*Task goal*: Repeat exactly the lines of the entries below from the one with "the carved stone" through the one with "the stone statue", both ends included, and nothing else.

*Exercise inputs*:

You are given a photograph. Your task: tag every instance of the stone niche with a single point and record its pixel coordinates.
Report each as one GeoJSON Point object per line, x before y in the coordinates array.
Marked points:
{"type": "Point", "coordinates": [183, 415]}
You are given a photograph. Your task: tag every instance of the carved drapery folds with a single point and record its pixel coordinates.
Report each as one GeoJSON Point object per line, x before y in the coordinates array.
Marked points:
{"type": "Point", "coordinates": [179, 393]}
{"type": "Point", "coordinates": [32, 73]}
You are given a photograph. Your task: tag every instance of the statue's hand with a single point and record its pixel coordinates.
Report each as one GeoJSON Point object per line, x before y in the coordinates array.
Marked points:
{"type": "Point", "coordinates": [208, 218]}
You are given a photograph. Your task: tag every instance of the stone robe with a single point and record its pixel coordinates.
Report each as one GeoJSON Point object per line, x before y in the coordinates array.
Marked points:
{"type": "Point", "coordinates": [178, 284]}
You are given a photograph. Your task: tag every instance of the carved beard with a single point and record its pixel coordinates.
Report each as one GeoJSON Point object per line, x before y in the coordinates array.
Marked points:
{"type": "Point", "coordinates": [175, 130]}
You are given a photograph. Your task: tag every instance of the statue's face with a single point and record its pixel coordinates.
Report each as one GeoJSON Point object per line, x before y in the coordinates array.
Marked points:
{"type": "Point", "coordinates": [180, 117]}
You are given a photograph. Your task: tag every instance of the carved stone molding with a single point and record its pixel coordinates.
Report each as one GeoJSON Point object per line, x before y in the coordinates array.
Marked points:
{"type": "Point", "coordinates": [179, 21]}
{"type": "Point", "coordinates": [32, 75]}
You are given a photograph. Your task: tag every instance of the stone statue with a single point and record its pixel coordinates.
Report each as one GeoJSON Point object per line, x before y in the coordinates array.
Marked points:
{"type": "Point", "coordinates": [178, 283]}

*Solution for this problem*:
You are given a photograph. Your task: tag every instance of the carved stone molding with a single point and record its pixel coordinates.
Report each as one GeoJSON Point object per line, x before y in the coordinates array.
Marked points:
{"type": "Point", "coordinates": [179, 21]}
{"type": "Point", "coordinates": [32, 75]}
You are given a photograph. Your task: tag every instance of the stone statue with a single point and record its pixel coordinates.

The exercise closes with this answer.